▶ _WORK INSTRUCTIONS_: Return, character for character, the lines running from the start of the rows through the line that contains "[88,95,214,188]", including both ends.

[Records from a data source]
☆ ☆ ☆ ☆ ☆ ☆ ☆

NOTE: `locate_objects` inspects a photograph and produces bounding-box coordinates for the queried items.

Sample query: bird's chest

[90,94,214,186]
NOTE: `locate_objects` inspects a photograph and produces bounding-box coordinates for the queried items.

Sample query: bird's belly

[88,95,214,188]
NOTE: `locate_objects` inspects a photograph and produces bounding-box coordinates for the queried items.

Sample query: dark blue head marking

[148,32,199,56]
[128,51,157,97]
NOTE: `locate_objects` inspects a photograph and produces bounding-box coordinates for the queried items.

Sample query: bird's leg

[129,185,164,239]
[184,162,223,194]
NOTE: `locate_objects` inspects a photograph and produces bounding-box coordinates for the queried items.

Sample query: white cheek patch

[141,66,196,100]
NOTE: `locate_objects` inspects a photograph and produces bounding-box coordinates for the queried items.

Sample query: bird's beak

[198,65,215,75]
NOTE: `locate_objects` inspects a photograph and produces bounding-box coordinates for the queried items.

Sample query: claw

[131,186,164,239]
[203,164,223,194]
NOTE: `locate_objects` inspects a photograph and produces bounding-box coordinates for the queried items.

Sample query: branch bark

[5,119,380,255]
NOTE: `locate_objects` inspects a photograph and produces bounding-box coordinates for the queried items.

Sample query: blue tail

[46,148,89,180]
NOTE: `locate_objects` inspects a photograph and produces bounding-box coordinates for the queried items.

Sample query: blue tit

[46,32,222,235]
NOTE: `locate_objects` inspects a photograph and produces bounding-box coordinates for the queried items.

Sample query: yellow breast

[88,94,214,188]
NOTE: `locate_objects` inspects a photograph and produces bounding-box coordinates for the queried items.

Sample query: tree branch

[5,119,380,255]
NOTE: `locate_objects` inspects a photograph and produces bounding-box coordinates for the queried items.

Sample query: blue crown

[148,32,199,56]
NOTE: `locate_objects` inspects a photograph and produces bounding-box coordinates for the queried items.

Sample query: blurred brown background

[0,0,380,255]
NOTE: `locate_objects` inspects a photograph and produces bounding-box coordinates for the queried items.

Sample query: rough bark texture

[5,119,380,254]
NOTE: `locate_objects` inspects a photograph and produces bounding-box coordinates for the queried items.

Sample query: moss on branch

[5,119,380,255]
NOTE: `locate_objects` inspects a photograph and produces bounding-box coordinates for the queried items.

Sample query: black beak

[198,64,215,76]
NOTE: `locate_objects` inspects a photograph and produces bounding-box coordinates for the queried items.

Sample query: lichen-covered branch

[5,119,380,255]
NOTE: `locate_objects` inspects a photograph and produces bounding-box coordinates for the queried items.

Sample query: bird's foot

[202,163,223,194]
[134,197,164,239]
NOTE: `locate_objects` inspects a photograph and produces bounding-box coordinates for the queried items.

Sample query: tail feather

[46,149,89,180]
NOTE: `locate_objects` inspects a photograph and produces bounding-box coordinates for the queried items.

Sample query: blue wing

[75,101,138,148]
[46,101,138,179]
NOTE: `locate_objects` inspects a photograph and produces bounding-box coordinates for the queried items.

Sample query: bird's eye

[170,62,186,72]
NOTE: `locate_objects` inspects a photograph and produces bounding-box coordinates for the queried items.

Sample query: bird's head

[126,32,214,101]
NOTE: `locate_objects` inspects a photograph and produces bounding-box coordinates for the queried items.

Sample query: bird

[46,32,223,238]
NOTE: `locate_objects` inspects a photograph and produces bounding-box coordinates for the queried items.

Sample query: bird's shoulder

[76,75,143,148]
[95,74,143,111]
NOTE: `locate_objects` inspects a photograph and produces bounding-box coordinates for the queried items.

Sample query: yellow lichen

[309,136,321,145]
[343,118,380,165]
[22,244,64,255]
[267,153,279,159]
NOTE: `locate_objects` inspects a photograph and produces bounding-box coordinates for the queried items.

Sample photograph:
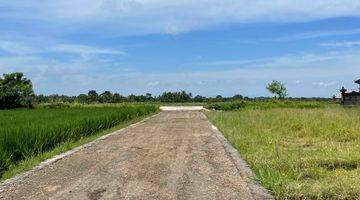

☆ ☆ ☆ ☆ ☆ ☆ ☆

▶ _EXERCISE ANSWER_:
NOTE: `locate_objects` inspects a photograph and produces bounding-box coordinates for the queried items.

Sample query: bird's chest

[90,94,214,186]
NOTE: `locate_objects` inspects a photograph and produces bounding-box coordinates for the queried items.

Sample query: bird's belly

[88,95,214,188]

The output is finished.